> _REQUIRED WORK_
**1)** Gather every line in the records that contains the word "black".
**2)** Go on with the forum thread about moving a tractor on wheel dollies from where it stops.

# tractor dollys



## Adam h (Aug 13, 2020)

Hi everyone. So I am almost ready to tear the motor apart on my ih 504 but wanted to know. Has anyone ever uses thiese type of dollys to move a tractor around? The tractor is 6,000lbs or less and the orange dollys are rated at 1,500lbs each and, should hold the wheels. The yellow dollys are rated at 26,000lbs but don't cradle the wheels. I think the orange ones should do the trick but, iwanted to see if anyone else has tried this before. And i could use them to move the truck around.


----------



## pogobill (Jan 31, 2012)

I think you'd be better off with some heavy duty jack stands and a good wheeled jack to support the other half of the tractor and make it easier to pull the tractor apart in a straight line. You may not want to be moving the tractor all around the try and line it back up to put it back together.


----------



## Adam h (Aug 13, 2020)

For splitting it yes but, I have limited space to paint or sand blast. And rolling it into a makeshift booth sideways would be a lot easier for me to do. I think the orange wheel dollys would work for me. I just haven't seen anyone move a tractor around with them only seen cars.


----------



## Groo (Jan 17, 2020)

Look like they'd work, but I've only done straight line as well.

> _SUPPLIED INFORMATION_

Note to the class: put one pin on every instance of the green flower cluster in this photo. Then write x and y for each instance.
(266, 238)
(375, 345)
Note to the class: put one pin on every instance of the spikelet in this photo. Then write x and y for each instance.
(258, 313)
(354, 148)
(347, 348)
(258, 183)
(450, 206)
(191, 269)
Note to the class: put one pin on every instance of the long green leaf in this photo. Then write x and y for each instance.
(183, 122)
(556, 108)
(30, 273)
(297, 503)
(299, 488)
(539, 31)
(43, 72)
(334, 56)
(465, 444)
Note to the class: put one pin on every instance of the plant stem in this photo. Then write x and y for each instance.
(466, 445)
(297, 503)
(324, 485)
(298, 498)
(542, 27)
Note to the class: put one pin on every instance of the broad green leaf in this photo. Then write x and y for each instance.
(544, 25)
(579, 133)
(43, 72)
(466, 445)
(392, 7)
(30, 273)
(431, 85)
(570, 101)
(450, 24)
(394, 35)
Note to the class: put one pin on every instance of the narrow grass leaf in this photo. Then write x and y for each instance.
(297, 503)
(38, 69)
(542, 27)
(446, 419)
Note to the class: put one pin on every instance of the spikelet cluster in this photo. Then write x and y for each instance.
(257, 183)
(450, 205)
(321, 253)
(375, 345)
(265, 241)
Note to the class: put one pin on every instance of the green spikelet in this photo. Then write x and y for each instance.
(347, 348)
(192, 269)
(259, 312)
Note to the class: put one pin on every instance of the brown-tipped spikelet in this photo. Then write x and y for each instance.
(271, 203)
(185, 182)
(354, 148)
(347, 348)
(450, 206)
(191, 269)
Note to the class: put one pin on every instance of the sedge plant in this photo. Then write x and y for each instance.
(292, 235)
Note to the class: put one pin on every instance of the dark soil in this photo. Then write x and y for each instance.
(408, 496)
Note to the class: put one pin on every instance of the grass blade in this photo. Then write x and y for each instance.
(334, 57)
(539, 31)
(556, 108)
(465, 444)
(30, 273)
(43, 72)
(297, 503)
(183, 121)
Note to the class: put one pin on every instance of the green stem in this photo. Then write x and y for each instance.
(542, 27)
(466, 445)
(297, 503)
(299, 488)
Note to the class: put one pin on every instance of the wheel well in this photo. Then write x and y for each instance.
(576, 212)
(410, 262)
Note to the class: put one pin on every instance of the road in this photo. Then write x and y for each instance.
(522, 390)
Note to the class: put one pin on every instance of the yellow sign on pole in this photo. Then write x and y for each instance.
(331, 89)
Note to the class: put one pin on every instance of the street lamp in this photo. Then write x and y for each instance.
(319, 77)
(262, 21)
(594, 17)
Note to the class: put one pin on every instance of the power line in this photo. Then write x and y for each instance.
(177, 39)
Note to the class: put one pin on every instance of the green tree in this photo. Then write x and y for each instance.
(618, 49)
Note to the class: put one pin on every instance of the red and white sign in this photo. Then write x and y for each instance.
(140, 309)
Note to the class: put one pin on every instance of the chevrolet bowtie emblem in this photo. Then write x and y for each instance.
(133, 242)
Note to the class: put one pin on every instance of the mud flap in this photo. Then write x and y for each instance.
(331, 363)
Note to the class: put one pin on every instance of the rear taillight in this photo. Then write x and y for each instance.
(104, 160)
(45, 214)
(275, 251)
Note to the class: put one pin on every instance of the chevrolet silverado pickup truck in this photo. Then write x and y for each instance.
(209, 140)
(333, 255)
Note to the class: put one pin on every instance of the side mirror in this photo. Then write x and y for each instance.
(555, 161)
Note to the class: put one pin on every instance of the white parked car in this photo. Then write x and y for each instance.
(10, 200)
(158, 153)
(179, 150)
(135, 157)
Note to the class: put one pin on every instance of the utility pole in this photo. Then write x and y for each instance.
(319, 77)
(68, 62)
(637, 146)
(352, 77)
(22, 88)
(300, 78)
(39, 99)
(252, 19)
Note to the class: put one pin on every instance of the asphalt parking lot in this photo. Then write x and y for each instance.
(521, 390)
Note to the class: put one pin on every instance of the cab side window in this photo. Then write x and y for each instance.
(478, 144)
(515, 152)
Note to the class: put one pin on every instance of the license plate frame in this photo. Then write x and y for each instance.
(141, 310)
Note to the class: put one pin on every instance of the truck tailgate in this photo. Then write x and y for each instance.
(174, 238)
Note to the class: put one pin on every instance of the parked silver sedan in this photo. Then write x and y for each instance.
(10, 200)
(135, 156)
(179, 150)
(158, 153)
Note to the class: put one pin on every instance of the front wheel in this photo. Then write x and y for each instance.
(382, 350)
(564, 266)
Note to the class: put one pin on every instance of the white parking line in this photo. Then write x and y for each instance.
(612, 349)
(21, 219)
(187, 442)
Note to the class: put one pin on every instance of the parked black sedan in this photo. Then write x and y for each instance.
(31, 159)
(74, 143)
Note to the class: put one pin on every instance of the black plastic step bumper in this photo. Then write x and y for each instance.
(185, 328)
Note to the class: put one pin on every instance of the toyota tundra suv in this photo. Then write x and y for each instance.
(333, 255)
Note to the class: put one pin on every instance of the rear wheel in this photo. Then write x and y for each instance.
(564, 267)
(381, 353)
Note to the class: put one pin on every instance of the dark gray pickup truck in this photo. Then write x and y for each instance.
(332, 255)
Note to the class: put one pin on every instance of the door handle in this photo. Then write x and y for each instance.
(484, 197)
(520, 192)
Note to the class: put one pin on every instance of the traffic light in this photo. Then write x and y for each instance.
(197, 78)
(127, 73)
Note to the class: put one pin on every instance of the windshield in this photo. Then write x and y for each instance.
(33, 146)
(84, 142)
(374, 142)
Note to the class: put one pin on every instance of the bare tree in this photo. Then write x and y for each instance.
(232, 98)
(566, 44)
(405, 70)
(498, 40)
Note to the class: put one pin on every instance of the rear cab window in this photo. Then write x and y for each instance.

> _OUTPUTS BY TASK_
**1)**
Note to the class: put one pin on every instance of the parked black sedan in this photo. Then write x and y for each instance.
Note to the class: put one pin on every instance of the black plastic step bumper in this photo. Then write x and y for each instance.

**2)**
You will need a lever arm with a third poi t of contact though. I can't imagine try to control tip while the tires are sitting on other wheels. Sounds like s nightmare to me without at least 3 points of ground contact.


----------



## Adam h (Aug 13, 2020)

I think I am going to try this set. I can weld to them if needed. I will keep you guys informed on how they work for me. Tractor is 4500ldb and dollys hold 6000lbs altogether.


----------



## Groo (Jan 17, 2020)

I was thinking more bolt or pin something to the tractor half. It's going to want to tip bad on dollies like those


----------



## Adam h (Aug 13, 2020)

Well they are not perfect but they will work. I am going to need to build a frame for the back axle to sit on and that can sit on the dollys. The front tires sit in the v grove and dont budge but, the back tires spin off the dollys. If I had working brakes it wouldn't be so bad. Also on concrete it takes 2 to move it without fighting but 1 person can shuffle it around.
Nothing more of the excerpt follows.